## Set exercise 1
Restate the Titanic post from "sibsp: The dataset" through "fiancés were ignored)", swapping "stepbrother" for "half-brother".
## Set exercise 2
Answer these questions from the Titanic post:
(a) On what date did the Titanic sink?
(b) Which port does the code Q stand for under embarked?
(c) Which file is read into Titanic_test?

## Document
___

Predicting the Survival of Titanic Disaster

Ernest Owojori
devcareers
Published in
4 min readSep 12, 2019

The Titanic was a luxury British steamship that sank in the early hours of April 15, 1912, after striking an iceberg, leading to the deaths of more than 1,500 passengers and crew. Visit history.com for details.

In this blog post, I’d be using Logistic Regression to predict the famous Titanic dataset downloaded from DSN Pre-qualification on Kaggle to predict whether a passenger survives the deadline disaster or not.

Name of variables

Data Dictionary Variable Definition Key

survival Survival 0 = No, 1 = Yes

pclass Ticket class 1 = 1st, 2 = 2nd, 3 = 3rd

sex Sex

Age Age in years

sibsp # of siblings / spouses aboard the Titanic

parch # of parents / children aboard the Titanic

ticket Ticket number

fare Passenger fare

cabin Cabin number

embarked Port of Embarkation C = Cherbourg, Q = Queenstown, S = Southampton

Variable Notes

pclass: A proxy for socio-economic status (SES)

1st = Upper

2nd = Middle

3rd = Lower

age: Age is fractional if less than 1. If the age is estimated, is it in the form of xx.5

sibsp: The dataset defines family relations in this way…

Sibling = brother, sister, stepbrother, stepsister

Spouse = husband, wife (mistresses and fiancés were ignored)

parch: The dataset defines family relations in this way…

Parent = mother, father

Child = daughter, son, stepdaughter, stepson

Some children travelled only with a nanny, therefore parch=0 for them.

Import Packages

import numpy as np
import pandas as pd
import seaborn as sns
import matplotlib.pyplot as plt

Import Datasets

Titanic_train = pd.read_csv(‘train.csv’)
Titanic_test = pd.read_csv(‘test.csv’)

Titanic_train.head()

Titanic_test.head()

#check the shape of train and test data
print(Titanic_test.shape)
print(Titanic_train.shape)

___

## Source excerpt
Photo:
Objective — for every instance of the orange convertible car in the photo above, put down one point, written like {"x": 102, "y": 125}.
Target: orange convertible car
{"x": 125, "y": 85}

___

## Full response 1
sibsp: The dataset defines family relations in this way…

Sibling = brother, sister, half-brother, stepsister

Spouse = husband, wife (mistresses and fiancés were ignored)

## Full response 2
(a) April 15, 1912
(b) Queenstown
(c) test.csv